__Task instructions__.
Retype each record below word for word. Leave the pictures out.

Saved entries
------------

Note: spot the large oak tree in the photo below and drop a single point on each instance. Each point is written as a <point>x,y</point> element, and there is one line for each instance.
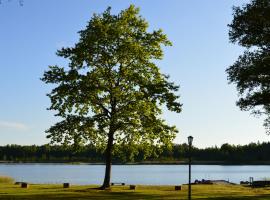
<point>250,28</point>
<point>112,91</point>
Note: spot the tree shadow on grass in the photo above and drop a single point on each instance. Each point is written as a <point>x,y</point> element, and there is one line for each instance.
<point>258,197</point>
<point>86,195</point>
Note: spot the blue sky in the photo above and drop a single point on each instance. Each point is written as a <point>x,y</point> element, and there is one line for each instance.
<point>31,34</point>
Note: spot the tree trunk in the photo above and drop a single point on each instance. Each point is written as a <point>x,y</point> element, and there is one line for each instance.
<point>107,178</point>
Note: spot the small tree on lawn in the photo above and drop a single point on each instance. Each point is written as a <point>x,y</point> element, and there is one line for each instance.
<point>112,90</point>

------------

__Written reply__.
Note: spot the large oak tree in the photo below and drop a single point on each instance. Each point is written as a <point>x,y</point> element, and there is one line for each instance.
<point>250,28</point>
<point>112,91</point>
Note: spot the tree shadow on grass in the photo above and drop a single point on each instance. Each point is written as a <point>x,y</point> element, and there is one line for each instance.
<point>258,197</point>
<point>86,195</point>
Note: spot the blue sky in the photo above and drop a single point on each instance. Each point is written as a <point>x,y</point> element, and there is one line for each instance.
<point>31,34</point>
Note: spot the tree trunk in the photo above and drop a single point on each instance. Each point is written as a <point>x,y</point> element, and there is one line for each instance.
<point>107,178</point>
Note: spot the small tree on lawn in the photo above and drop a single point on each instance. Each point is written as a <point>x,y</point> element, and there is one line for each instance.
<point>112,90</point>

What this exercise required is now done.